(Supplied data):
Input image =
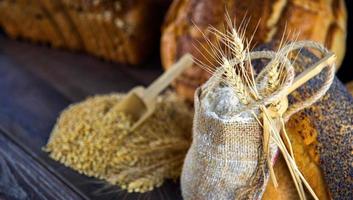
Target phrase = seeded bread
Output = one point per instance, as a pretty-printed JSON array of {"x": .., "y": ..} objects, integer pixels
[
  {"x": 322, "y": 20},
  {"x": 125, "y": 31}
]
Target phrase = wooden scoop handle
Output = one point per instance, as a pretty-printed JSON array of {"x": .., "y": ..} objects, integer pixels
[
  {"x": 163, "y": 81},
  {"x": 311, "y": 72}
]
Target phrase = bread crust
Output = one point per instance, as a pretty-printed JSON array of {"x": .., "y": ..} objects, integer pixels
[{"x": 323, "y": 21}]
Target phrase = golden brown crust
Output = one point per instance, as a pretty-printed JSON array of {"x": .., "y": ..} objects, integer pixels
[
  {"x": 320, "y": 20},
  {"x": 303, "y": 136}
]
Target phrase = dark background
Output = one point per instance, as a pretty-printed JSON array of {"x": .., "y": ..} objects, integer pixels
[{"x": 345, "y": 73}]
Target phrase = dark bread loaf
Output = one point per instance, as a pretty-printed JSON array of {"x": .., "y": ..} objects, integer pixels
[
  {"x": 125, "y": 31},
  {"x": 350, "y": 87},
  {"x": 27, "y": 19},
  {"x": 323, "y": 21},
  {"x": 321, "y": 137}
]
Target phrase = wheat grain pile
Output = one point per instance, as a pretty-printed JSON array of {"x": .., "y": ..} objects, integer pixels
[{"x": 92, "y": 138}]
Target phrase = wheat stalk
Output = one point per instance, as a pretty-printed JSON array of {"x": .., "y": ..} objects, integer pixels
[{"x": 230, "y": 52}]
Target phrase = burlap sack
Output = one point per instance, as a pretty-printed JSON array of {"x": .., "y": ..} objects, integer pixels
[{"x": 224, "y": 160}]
---
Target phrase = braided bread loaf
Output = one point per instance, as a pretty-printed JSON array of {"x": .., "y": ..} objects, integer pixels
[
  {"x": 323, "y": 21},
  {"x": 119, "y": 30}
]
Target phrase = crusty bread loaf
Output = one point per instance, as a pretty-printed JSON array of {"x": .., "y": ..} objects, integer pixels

(Exercise prompt):
List every line of the data above that contains the word "loaf".

(Result below):
Target phrase = dark bread loaf
Target phrase = braided bread loaf
Target phrase = crusty bread loaf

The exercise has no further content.